*TASK OBJECTIVE*
As the answer, set down the lines below from the one containing "Target: windshield wiper" through the one containing "leaf on strawberry.", exactly and inclusively, and no others.

*DATA EXTRACTS*

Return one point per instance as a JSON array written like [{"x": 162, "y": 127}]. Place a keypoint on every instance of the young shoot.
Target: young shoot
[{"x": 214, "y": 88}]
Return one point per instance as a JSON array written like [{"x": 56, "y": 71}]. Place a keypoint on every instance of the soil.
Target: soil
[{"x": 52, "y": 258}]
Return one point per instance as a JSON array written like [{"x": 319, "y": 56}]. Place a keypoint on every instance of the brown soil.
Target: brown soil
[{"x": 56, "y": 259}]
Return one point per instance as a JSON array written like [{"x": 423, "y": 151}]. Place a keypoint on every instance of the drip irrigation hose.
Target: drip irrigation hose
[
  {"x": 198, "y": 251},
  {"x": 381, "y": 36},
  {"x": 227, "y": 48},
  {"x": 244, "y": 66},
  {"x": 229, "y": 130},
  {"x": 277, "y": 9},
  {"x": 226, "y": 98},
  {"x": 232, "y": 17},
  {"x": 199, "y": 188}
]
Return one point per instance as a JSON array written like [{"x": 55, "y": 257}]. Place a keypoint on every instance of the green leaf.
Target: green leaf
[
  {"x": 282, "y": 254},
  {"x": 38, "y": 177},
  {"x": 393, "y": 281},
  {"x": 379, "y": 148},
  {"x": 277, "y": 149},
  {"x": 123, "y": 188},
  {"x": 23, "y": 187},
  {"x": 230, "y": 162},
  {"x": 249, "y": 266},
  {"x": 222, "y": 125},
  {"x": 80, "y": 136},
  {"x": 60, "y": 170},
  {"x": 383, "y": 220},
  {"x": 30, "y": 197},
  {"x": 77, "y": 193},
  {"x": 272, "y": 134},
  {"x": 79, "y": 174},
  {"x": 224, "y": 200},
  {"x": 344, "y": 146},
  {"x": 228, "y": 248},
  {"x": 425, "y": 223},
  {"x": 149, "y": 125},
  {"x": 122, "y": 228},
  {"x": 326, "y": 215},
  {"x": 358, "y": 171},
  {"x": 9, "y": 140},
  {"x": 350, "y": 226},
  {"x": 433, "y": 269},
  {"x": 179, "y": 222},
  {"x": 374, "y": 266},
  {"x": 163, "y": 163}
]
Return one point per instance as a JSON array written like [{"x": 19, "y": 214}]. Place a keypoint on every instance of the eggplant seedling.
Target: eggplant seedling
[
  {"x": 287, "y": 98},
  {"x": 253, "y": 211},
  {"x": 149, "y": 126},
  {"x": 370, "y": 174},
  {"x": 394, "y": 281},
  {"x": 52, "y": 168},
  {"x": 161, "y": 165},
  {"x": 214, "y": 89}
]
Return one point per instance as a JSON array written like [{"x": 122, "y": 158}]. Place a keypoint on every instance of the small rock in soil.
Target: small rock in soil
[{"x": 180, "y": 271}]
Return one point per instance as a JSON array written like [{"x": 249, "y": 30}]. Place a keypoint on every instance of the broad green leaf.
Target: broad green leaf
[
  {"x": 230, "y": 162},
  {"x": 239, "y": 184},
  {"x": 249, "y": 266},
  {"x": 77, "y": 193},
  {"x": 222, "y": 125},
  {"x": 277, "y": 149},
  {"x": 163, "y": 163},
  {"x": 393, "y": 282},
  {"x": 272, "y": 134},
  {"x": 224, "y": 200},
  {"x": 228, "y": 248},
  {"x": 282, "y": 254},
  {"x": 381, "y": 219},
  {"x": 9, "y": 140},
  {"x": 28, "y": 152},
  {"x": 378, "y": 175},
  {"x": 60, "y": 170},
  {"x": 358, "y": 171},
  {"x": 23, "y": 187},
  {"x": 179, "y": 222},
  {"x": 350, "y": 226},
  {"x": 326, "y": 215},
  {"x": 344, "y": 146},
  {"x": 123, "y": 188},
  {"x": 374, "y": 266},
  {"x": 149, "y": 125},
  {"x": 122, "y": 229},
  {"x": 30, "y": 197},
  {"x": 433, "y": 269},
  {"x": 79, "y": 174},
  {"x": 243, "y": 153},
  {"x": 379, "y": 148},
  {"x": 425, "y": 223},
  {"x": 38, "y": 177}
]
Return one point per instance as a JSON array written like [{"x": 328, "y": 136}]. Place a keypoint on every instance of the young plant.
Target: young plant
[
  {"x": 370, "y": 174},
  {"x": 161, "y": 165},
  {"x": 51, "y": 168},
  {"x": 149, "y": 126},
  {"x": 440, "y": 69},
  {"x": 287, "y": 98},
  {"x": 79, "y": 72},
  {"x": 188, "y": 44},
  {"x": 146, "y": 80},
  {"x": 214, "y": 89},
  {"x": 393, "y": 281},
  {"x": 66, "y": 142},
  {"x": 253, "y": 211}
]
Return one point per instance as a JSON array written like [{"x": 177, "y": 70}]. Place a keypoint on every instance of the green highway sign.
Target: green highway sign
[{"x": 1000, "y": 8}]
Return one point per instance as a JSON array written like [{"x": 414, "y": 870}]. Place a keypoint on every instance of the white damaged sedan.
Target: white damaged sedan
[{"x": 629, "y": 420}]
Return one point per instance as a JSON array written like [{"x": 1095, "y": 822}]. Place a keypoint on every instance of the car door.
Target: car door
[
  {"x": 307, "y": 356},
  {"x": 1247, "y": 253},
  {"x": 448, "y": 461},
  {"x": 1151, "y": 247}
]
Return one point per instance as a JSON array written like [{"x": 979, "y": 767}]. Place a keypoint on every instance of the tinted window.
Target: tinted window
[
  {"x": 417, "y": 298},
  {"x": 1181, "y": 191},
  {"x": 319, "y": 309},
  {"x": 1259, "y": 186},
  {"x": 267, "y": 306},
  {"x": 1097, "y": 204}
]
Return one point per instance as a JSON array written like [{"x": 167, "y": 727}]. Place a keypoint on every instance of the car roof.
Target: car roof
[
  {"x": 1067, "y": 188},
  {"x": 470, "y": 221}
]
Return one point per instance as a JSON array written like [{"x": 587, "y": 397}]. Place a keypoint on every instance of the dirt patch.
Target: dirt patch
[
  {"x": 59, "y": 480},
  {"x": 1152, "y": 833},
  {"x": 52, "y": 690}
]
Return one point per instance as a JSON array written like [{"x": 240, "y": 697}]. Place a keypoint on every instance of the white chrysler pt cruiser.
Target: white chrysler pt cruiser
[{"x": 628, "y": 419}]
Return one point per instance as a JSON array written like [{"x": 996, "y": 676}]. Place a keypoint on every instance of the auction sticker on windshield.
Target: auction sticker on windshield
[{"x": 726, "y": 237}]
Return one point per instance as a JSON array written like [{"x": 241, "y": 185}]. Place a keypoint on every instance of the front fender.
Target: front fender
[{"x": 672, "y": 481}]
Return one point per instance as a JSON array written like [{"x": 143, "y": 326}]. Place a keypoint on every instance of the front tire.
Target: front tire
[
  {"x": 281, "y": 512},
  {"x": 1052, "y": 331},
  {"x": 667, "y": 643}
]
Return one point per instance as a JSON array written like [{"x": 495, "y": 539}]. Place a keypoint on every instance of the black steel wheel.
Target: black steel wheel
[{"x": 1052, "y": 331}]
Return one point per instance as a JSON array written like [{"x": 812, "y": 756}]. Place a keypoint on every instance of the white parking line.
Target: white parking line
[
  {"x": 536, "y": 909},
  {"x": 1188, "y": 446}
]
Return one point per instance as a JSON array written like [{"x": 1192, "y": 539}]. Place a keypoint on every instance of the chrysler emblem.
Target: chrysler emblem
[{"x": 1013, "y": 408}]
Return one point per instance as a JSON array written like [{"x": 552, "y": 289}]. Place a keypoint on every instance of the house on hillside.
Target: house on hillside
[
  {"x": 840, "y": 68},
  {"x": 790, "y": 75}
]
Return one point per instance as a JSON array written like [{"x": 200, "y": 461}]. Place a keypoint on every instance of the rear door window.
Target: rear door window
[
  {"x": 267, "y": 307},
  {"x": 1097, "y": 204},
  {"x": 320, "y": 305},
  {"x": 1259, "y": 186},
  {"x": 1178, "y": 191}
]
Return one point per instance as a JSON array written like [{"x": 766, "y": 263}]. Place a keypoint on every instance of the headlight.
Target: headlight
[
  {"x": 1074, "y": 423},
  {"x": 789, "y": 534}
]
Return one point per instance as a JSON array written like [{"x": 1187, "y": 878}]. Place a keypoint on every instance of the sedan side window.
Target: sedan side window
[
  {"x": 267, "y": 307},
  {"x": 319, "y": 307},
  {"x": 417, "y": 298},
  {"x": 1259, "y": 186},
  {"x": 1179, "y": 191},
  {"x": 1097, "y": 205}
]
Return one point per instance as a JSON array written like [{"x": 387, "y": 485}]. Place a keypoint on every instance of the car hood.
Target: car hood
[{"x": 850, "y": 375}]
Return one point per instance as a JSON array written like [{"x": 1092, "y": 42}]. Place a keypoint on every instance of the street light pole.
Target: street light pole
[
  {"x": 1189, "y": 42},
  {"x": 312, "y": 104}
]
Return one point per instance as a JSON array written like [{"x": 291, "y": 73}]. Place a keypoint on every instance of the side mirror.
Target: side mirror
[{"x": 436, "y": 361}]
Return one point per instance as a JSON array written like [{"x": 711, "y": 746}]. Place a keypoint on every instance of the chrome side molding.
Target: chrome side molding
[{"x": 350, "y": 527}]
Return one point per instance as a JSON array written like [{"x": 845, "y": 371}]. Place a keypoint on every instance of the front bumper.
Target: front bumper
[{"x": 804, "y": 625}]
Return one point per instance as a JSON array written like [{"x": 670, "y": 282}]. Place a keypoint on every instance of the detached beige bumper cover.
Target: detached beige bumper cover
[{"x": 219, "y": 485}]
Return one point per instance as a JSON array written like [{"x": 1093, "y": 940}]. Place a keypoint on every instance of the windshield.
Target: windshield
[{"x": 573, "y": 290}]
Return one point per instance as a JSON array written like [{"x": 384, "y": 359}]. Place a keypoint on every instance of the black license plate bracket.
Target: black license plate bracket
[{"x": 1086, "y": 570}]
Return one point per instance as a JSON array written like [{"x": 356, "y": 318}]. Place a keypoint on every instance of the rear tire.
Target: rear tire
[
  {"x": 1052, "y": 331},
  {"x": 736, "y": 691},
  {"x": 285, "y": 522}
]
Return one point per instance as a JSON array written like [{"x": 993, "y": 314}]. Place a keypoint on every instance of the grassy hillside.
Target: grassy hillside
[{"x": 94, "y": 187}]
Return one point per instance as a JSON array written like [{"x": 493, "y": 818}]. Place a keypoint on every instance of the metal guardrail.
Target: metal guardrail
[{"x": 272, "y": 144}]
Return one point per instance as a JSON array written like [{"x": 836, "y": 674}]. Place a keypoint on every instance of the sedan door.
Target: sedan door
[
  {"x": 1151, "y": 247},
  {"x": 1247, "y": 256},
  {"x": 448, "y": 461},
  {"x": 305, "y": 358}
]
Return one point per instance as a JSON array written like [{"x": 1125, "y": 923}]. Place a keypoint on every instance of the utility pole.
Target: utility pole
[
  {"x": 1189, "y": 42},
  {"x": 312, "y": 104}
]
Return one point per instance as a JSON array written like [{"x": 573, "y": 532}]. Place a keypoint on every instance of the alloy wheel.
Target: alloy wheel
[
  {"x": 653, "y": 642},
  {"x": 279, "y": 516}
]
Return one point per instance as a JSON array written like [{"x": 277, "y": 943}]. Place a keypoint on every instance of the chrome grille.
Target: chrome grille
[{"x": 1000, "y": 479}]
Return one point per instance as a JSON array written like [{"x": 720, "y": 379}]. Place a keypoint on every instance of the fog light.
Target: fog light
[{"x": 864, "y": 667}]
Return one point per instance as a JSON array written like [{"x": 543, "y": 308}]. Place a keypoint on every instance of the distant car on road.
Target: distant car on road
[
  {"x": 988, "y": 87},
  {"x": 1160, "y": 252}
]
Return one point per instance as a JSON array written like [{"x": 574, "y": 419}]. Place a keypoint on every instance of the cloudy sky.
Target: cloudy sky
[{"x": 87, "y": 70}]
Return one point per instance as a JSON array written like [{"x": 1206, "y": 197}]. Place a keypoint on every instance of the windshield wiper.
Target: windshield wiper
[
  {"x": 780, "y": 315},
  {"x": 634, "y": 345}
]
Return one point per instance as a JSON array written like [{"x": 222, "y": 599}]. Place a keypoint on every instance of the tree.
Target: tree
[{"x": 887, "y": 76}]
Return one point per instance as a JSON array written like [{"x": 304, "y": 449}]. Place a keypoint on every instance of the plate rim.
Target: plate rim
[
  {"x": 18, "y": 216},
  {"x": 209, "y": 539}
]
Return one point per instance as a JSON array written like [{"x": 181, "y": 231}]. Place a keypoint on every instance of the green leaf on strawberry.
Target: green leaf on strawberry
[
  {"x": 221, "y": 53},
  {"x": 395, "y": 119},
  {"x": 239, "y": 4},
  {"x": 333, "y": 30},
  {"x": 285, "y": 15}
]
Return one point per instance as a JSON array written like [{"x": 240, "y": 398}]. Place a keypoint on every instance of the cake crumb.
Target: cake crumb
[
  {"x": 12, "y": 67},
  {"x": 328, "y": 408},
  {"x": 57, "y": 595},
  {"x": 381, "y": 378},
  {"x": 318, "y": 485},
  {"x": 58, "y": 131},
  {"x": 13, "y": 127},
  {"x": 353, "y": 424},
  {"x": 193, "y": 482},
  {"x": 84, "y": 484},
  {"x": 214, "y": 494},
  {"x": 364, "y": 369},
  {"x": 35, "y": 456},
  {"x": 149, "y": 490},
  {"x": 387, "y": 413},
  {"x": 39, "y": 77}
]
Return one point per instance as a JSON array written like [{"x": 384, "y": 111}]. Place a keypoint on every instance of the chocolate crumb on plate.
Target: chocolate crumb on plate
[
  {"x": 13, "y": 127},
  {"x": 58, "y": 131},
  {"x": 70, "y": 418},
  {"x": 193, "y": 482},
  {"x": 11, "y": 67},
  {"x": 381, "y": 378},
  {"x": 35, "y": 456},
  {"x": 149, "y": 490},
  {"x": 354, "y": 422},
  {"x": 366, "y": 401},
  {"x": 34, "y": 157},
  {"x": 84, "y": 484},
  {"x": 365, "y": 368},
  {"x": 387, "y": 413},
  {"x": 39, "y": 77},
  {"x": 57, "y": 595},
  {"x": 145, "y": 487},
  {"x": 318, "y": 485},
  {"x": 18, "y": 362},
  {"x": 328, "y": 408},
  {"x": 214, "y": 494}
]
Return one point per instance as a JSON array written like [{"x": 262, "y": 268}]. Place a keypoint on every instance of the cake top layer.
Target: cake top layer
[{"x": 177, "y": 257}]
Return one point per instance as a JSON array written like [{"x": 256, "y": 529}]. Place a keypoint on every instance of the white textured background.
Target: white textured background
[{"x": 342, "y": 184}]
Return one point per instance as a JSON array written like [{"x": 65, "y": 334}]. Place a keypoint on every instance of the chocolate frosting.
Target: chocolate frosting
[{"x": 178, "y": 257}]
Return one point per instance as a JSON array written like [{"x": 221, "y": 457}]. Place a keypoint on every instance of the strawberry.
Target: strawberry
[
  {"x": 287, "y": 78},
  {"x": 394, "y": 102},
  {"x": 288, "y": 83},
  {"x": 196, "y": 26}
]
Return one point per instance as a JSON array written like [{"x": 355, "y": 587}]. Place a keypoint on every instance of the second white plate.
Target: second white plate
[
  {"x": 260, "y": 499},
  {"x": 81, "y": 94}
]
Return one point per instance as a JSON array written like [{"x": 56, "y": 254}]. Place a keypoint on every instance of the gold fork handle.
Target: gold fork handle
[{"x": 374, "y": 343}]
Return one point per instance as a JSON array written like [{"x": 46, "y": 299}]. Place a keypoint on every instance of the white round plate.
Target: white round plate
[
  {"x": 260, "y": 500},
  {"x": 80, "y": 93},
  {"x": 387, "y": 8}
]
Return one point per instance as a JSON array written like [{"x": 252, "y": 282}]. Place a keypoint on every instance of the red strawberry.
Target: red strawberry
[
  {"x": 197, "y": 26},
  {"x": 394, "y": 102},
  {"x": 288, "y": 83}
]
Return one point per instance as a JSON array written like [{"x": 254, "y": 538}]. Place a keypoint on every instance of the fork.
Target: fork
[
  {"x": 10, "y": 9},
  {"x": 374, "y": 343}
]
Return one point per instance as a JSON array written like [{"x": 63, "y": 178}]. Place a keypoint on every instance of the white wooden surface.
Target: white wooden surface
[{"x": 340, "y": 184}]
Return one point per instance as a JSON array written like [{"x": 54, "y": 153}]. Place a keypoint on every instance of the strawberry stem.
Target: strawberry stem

*WRITTEN ANSWER*
Target: windshield wiper
[
  {"x": 780, "y": 315},
  {"x": 634, "y": 345}
]
Return one point per instance as a JSON array written like [{"x": 222, "y": 599}]. Place a keypoint on every instance of the tree.
Target: tree
[{"x": 887, "y": 76}]
Return one point per instance as a JSON array written like [{"x": 304, "y": 449}]. Place a keypoint on every instance of the plate rim.
Target: plate rim
[
  {"x": 18, "y": 216},
  {"x": 209, "y": 539}
]
Return one point per instance as a JSON array written like [{"x": 181, "y": 231}]. Place a keypoint on every instance of the green leaf on strawberry.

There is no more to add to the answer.